EXCERPT PROVIDED: Begin

There are numerous ways to characterize community diversity; however, there is little theoretical basis for selecting diversity measures. For instance, diversity measurements can incorporate species identity, species abundances, evolutionary relationships, functional groups, functional traits, or combinations thereof. Many of these variants build off each other and provide new insights into community ecology. However, this large number of metrics also presents a problem: if most of these metrics are not highly correlated, then this large number of metrics may increase the odds of finding a metric that confirms the expected pattern, potentially increasing the odds of self-confirmatory bias. Biomass and niche metrics face a similar challenge.
We addressed this problem using a grassland experiment implemented in 30 sites around the world. Because of the differences in traits and evolutionary history among functional groups, we tested whether litter accumulation at the beginning of the experiment can be predicted better by splitting the community into functional groups than by treating the community as a whole. We used as predictors biomass, richness and phylogenetic diversity by functional group, or the same metrics applied to the whole community, respectively. We replicated the analysis with soil properties after 2-4 years of nutrient application.

EXCERPT PROVIDED: End
SOURCE INFORMATION: Begin

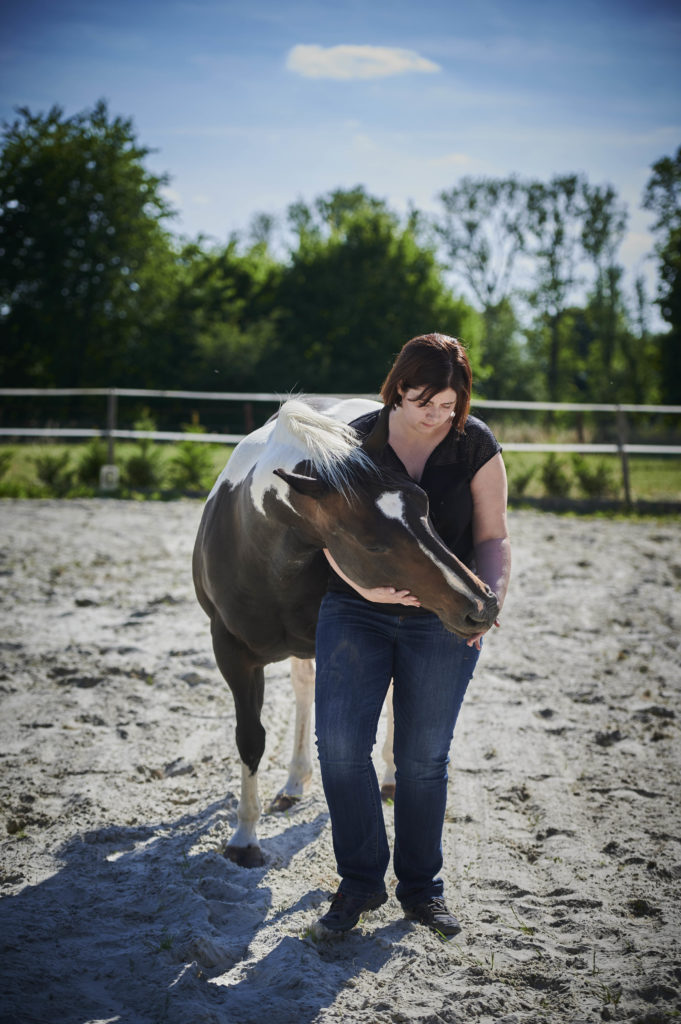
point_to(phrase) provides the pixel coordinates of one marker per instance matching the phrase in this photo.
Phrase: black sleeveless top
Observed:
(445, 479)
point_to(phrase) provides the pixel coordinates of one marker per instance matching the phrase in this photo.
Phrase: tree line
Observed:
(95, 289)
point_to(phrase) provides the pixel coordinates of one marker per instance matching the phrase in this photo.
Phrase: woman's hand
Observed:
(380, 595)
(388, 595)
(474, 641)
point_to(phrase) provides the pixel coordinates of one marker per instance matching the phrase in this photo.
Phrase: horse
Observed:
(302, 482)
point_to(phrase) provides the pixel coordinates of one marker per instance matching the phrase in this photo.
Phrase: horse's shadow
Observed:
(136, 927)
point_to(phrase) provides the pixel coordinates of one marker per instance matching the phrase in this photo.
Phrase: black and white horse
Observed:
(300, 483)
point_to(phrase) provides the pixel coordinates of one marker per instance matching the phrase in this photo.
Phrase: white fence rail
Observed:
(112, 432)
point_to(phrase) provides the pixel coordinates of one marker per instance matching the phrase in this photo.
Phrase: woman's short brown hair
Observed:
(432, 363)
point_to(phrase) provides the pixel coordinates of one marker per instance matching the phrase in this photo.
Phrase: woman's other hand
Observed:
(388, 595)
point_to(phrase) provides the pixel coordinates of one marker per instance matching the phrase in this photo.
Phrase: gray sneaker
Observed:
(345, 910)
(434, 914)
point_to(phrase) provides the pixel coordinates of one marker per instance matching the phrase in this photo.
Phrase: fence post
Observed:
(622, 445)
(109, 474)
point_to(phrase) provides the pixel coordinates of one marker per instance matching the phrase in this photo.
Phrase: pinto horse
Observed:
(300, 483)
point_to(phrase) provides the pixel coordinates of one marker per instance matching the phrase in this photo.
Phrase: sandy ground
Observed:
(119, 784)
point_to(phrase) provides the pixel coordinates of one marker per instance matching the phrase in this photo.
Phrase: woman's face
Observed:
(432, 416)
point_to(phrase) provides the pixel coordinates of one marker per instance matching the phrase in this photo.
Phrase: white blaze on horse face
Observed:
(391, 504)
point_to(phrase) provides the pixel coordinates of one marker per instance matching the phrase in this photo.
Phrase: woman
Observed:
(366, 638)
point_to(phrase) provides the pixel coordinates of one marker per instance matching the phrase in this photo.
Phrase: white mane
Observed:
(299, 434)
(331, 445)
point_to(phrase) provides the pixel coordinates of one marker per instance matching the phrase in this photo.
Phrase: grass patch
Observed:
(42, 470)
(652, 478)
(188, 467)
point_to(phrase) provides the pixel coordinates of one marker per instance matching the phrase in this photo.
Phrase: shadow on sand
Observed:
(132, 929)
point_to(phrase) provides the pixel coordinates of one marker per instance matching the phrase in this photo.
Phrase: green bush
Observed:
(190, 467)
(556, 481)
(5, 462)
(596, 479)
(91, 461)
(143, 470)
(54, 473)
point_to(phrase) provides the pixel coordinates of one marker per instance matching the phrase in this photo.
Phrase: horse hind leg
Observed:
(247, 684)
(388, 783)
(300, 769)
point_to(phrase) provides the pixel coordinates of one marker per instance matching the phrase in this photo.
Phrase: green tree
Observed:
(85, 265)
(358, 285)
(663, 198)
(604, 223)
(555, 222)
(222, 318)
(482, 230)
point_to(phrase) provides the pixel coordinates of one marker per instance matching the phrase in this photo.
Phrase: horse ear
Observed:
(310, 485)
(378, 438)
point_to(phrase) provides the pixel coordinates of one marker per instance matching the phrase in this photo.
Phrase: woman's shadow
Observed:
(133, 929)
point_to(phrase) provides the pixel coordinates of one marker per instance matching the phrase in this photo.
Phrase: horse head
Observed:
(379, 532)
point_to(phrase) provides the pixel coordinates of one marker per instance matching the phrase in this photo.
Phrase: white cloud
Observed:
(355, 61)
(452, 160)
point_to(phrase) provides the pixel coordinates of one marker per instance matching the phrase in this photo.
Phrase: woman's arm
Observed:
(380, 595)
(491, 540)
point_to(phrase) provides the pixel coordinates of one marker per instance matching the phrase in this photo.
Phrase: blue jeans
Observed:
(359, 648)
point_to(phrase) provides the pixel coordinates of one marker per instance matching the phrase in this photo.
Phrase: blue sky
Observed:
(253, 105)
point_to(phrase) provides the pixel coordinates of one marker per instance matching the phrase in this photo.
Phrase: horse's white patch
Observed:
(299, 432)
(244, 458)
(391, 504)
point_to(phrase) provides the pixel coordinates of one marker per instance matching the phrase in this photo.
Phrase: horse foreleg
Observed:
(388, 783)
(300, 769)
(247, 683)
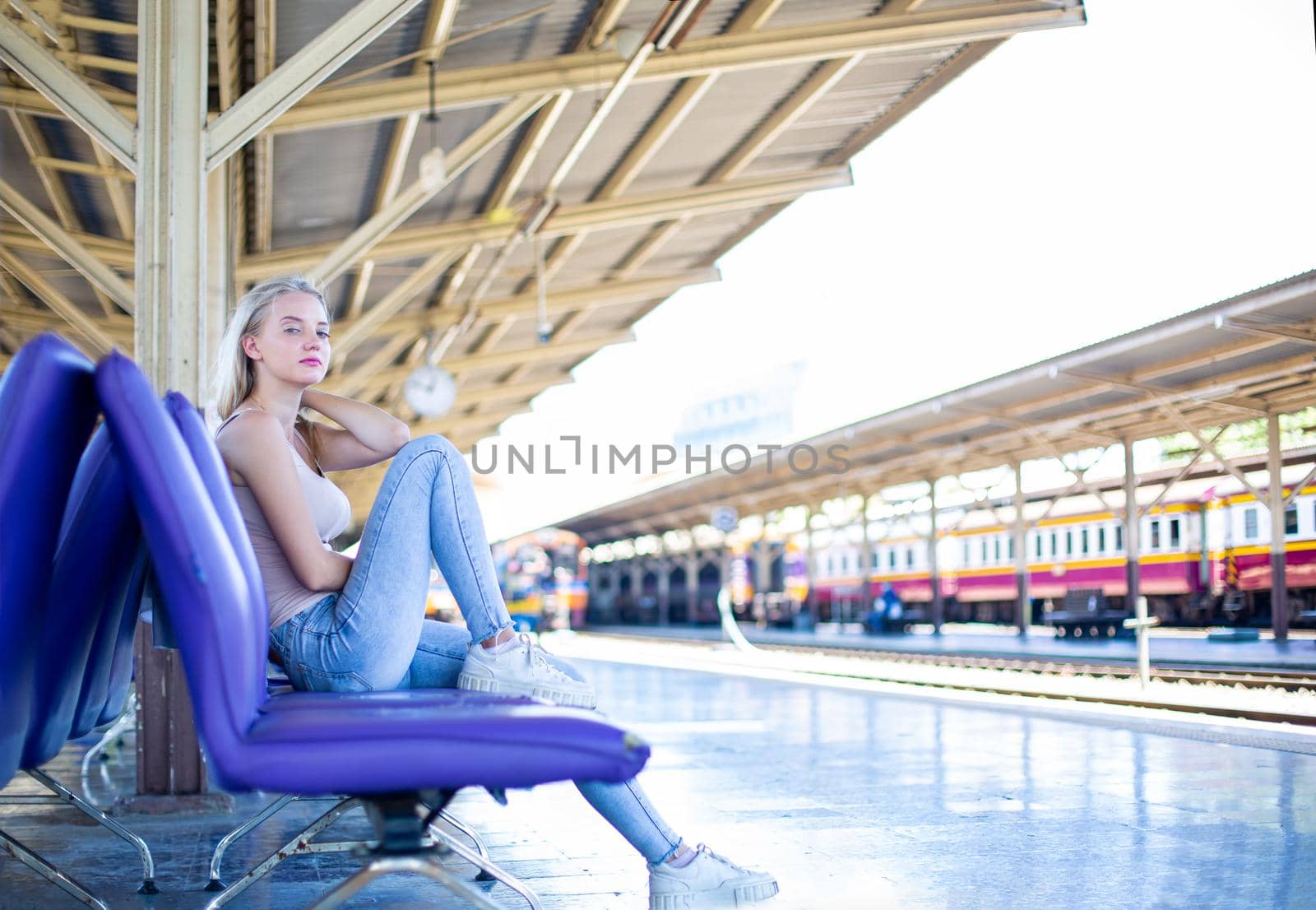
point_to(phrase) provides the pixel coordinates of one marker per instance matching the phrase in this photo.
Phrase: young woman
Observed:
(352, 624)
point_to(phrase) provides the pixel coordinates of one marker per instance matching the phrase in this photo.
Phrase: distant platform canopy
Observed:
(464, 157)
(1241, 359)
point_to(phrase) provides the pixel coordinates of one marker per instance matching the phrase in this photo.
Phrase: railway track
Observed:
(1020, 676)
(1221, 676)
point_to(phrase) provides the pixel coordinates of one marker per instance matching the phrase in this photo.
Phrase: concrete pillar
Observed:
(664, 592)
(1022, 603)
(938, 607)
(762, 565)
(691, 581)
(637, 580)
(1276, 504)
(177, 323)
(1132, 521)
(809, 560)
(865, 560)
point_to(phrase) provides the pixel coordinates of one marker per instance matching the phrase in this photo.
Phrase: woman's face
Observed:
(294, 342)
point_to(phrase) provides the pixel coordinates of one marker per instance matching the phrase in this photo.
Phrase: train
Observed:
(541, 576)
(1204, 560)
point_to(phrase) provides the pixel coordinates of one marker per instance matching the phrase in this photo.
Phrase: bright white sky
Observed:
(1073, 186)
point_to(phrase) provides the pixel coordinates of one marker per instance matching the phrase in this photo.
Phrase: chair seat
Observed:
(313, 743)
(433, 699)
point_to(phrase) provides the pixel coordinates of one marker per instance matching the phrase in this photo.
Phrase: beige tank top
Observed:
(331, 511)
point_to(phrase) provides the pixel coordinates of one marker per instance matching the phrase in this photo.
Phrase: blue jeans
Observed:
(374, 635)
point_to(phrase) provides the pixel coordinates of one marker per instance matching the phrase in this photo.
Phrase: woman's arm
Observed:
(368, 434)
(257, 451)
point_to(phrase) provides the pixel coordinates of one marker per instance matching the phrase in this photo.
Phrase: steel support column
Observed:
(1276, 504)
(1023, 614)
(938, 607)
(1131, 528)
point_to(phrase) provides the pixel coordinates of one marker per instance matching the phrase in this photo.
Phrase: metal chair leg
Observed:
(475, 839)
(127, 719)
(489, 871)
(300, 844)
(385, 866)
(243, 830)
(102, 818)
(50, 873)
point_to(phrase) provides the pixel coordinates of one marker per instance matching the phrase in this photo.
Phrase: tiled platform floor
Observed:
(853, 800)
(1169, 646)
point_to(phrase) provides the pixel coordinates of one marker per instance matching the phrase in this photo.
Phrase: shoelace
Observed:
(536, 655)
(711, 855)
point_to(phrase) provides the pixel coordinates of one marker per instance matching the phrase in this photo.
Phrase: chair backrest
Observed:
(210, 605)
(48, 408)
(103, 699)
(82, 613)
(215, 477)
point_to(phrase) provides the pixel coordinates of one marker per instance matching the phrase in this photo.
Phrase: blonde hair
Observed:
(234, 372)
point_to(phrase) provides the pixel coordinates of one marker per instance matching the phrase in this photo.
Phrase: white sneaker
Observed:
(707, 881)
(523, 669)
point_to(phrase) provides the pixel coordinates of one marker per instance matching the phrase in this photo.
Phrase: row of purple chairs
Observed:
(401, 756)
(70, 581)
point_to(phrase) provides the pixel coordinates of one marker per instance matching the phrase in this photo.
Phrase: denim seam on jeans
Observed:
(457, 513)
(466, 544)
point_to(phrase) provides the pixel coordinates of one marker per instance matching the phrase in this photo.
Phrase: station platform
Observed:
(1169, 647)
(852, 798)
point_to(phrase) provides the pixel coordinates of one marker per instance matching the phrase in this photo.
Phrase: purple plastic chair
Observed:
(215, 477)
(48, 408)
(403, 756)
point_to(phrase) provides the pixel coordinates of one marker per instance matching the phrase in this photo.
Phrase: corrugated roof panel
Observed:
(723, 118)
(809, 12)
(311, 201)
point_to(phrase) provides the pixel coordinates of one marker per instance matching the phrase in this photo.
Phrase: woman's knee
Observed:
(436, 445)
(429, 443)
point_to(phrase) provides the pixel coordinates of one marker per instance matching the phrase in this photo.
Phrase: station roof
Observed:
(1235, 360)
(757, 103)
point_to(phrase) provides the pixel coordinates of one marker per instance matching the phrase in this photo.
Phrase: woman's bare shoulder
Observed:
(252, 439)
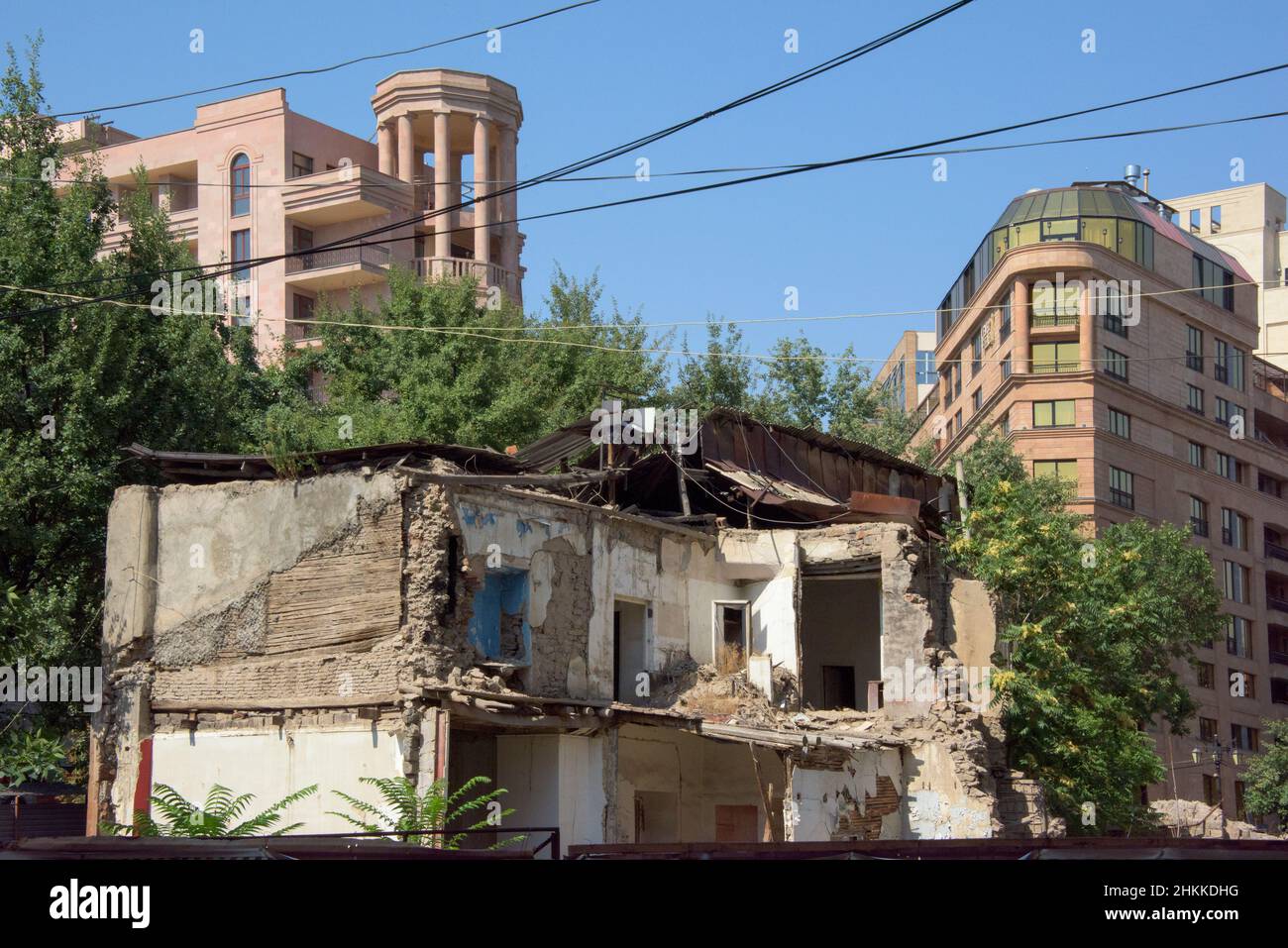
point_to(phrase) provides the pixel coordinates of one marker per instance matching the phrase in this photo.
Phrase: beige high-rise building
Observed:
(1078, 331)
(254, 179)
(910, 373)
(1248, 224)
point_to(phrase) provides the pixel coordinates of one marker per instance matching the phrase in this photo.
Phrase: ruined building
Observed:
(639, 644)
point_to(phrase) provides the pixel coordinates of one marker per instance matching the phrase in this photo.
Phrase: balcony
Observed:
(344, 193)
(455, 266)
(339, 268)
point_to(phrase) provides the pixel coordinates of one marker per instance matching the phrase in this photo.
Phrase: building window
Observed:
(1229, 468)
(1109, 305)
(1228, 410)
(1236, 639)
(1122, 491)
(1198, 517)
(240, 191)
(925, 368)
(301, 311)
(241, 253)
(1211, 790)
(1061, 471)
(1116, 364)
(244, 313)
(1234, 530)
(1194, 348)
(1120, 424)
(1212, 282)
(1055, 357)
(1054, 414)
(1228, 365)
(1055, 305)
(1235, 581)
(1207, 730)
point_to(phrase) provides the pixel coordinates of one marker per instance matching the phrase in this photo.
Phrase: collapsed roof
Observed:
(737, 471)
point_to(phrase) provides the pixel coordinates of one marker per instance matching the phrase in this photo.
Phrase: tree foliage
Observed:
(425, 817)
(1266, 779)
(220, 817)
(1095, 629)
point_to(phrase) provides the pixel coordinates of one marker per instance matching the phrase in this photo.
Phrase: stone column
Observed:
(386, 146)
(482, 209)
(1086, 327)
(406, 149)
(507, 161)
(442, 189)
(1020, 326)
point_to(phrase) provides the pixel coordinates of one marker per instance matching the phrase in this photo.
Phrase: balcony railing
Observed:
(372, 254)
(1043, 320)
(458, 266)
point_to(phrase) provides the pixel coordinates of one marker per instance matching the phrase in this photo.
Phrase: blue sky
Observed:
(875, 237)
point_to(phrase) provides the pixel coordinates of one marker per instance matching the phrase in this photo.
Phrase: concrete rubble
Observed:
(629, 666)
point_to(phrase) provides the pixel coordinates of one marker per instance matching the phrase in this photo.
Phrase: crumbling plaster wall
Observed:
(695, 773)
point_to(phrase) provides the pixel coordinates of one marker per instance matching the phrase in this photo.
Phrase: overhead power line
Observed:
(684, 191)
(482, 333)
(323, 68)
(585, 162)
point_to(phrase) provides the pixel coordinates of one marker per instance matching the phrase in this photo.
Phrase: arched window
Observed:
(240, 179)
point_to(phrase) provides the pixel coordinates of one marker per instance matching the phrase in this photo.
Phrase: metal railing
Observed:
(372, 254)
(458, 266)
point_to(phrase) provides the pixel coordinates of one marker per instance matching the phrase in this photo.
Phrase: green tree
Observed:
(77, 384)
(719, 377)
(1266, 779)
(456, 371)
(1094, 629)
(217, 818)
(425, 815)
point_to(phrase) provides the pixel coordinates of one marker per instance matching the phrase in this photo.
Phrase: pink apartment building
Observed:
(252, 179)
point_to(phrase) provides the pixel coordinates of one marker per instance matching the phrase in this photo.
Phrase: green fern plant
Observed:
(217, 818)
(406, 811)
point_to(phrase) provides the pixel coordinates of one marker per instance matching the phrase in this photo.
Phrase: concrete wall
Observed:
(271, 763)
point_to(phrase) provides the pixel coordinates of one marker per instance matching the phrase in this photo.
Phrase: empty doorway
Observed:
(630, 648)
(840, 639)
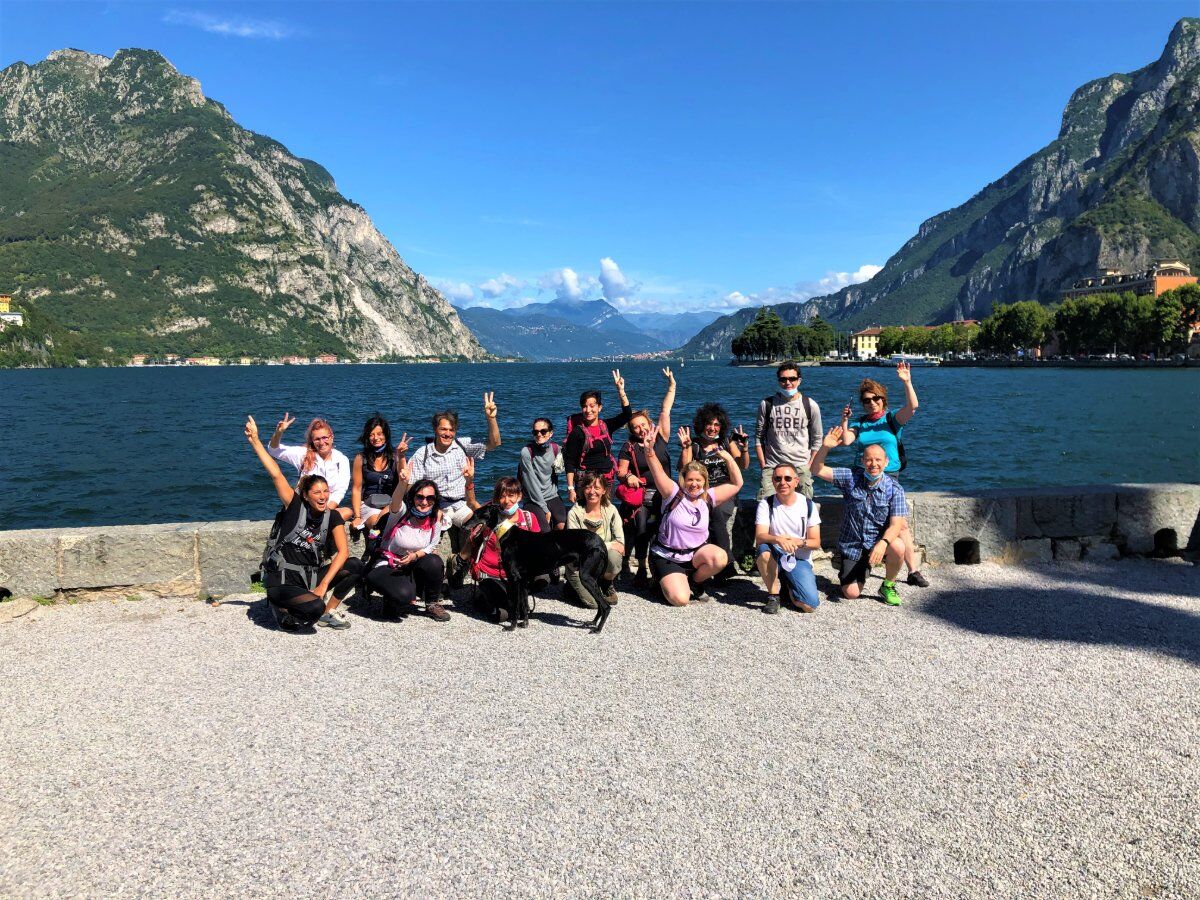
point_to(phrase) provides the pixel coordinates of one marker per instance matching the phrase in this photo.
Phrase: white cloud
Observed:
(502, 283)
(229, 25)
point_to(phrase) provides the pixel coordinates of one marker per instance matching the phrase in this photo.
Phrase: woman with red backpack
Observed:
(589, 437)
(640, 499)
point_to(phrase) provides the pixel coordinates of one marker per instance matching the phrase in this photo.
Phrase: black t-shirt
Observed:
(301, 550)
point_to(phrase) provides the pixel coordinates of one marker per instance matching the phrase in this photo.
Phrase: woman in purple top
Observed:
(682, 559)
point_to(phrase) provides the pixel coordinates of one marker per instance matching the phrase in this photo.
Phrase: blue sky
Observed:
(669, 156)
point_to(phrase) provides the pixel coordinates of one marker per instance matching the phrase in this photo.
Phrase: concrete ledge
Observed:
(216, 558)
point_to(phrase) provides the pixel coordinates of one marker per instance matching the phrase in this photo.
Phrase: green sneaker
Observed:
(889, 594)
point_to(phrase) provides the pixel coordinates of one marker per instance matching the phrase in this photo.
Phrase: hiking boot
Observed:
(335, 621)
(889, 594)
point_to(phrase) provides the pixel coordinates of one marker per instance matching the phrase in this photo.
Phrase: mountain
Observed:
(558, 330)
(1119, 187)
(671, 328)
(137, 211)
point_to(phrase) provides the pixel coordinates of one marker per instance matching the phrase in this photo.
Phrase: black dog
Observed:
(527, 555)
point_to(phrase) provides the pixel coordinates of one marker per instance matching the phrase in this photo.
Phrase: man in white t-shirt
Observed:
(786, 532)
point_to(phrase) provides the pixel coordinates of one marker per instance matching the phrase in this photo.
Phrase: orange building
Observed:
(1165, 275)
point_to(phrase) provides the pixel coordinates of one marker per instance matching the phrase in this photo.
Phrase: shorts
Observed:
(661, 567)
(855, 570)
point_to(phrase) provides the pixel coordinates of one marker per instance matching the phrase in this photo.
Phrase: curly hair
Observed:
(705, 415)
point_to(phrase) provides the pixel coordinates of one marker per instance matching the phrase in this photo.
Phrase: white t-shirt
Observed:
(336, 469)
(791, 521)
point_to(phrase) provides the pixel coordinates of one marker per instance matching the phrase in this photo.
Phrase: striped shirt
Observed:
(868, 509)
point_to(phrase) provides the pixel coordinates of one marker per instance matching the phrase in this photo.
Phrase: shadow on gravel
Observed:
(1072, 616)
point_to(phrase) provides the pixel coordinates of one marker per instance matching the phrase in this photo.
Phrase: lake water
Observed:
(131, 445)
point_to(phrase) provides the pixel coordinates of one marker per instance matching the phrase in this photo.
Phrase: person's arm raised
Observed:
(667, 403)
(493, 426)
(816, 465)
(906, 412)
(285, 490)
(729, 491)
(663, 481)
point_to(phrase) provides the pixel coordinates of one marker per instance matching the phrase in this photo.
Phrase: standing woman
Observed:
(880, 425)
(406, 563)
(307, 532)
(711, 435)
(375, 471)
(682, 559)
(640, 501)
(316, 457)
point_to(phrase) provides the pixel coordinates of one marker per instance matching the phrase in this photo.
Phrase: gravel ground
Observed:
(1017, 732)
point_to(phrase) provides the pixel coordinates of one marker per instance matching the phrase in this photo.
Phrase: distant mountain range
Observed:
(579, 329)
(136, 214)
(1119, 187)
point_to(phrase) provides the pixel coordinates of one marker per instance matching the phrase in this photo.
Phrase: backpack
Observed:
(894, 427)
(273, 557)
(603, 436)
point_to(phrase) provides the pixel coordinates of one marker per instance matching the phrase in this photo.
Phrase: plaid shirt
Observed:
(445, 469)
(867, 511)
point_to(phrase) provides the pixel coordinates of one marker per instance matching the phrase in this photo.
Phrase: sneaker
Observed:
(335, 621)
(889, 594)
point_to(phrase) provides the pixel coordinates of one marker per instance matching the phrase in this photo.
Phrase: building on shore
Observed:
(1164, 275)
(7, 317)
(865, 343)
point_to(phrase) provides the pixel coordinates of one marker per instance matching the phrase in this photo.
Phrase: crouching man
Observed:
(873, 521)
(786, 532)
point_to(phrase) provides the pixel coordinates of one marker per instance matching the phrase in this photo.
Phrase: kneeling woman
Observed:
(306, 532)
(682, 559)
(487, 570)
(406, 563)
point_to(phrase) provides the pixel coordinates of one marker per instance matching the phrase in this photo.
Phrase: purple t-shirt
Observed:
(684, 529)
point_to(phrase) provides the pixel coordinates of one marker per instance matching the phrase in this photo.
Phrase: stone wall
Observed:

SOURCE INFORMATION: End

== YOUR GOAL ==
According to the community diversity text above, in how many sites around the world was the grassland experiment implemented?

== ANSWER AREA ==
30 sites.